Task to complete: Report every line of the items below that contains the string "thatched", copying each such line in full.

━━━━

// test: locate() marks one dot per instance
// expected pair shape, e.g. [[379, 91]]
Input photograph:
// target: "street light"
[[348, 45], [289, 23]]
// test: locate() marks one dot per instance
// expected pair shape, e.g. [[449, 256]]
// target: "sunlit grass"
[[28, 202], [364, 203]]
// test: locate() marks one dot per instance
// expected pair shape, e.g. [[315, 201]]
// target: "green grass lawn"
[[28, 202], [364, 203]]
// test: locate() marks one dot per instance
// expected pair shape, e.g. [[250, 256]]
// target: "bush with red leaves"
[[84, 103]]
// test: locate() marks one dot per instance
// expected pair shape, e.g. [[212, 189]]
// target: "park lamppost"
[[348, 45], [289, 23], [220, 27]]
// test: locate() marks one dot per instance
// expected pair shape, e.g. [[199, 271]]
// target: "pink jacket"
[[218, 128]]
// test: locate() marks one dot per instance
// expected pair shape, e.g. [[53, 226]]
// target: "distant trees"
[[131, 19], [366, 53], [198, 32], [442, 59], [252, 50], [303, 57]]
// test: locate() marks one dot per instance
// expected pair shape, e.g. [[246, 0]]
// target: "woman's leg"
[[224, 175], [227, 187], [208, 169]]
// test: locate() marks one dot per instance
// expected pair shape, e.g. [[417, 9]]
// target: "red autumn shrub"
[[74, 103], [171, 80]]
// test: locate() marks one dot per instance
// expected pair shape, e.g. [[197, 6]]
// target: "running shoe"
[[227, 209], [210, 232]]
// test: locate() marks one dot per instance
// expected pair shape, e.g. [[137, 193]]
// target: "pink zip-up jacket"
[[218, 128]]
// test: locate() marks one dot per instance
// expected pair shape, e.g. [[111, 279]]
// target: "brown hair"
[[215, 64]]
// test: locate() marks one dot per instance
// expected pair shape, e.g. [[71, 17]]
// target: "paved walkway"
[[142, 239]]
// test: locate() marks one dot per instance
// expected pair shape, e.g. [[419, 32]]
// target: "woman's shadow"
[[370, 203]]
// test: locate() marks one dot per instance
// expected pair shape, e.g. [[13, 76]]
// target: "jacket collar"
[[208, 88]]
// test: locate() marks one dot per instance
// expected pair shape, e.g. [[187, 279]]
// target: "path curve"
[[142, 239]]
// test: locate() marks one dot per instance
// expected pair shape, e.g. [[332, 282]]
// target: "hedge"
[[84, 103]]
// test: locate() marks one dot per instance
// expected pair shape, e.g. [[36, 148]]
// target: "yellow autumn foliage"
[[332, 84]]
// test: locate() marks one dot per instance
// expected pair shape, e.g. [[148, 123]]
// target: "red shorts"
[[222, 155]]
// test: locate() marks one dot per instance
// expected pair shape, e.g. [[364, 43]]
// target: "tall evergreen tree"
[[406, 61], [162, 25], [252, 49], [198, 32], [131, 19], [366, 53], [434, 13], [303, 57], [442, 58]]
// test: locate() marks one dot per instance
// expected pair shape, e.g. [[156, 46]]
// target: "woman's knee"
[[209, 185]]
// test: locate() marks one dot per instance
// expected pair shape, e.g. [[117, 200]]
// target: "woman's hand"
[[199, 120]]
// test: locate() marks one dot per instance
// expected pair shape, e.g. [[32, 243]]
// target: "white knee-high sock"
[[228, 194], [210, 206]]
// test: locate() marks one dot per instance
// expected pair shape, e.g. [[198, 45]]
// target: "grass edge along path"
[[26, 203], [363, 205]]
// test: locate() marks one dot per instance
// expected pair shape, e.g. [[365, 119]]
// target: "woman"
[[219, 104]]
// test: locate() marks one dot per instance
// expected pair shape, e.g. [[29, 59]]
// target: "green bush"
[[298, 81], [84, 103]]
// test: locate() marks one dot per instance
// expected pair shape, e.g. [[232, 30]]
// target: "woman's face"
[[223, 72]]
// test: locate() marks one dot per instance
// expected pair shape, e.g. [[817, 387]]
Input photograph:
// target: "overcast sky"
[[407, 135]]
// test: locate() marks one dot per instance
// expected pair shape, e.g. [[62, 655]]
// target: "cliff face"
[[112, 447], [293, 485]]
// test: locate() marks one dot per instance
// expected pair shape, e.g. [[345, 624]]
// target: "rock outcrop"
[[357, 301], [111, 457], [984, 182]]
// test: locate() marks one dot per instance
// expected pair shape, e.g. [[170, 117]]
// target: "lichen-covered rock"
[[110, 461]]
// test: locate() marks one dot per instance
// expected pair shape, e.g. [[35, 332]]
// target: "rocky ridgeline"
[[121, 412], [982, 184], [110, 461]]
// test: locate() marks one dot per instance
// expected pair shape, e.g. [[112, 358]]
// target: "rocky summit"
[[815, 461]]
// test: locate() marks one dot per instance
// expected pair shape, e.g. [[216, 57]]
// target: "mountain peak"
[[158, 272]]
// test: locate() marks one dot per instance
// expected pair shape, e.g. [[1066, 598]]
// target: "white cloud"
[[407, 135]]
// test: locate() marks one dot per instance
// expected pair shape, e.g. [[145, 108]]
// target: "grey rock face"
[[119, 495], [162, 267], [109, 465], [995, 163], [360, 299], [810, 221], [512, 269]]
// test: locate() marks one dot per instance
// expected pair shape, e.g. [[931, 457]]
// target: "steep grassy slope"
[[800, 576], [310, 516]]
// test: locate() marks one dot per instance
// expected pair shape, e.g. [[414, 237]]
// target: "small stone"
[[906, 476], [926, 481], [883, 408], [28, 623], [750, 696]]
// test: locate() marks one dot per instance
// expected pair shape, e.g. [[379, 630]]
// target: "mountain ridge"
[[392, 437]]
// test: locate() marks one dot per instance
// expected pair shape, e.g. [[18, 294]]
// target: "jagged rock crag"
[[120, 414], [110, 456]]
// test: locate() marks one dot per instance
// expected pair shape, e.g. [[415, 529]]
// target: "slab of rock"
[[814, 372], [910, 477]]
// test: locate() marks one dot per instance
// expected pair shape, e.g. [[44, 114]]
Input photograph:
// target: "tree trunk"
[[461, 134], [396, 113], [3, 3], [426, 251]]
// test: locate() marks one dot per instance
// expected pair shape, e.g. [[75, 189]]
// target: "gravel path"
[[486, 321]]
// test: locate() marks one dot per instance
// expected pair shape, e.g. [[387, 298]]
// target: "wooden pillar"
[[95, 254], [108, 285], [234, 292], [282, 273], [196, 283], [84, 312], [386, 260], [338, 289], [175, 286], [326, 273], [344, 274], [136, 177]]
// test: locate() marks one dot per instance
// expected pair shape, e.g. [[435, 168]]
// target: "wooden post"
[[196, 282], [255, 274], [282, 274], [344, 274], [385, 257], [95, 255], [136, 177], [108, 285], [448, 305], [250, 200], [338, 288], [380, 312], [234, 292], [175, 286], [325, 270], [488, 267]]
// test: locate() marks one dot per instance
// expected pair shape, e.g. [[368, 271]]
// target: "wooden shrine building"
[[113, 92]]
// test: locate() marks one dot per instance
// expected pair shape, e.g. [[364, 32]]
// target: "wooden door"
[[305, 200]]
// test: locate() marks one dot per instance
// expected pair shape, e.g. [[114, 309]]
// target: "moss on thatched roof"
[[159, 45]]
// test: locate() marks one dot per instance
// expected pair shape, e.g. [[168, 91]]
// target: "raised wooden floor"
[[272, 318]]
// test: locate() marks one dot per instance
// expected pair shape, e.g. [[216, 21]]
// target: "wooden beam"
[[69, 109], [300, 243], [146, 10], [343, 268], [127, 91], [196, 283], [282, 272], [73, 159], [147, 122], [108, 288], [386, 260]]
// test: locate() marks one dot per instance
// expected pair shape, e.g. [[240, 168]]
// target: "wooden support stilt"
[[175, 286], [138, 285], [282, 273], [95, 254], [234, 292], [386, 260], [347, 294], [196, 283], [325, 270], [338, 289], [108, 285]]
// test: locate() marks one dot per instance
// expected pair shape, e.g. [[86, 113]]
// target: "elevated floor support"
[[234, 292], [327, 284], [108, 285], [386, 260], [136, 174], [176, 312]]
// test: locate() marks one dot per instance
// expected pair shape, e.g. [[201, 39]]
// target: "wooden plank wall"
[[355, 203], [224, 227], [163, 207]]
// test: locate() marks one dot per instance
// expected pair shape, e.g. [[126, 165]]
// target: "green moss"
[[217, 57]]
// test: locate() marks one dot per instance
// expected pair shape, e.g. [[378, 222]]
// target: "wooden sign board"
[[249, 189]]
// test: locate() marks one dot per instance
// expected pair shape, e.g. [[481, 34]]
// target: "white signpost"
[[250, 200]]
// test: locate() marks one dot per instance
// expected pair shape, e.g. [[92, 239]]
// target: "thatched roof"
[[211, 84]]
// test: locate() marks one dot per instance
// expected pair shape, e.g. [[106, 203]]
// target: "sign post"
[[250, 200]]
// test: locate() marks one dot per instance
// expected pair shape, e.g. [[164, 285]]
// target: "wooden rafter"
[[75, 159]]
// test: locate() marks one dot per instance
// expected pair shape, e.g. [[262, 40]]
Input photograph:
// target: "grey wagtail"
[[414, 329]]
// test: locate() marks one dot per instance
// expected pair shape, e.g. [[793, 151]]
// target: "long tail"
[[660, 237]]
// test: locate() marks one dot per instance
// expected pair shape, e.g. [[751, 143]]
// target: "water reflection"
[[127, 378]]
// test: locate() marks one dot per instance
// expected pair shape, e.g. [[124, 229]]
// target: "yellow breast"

━━━━

Solution to this exercise:
// target: "moss on thatched roof"
// target: "thatched roof"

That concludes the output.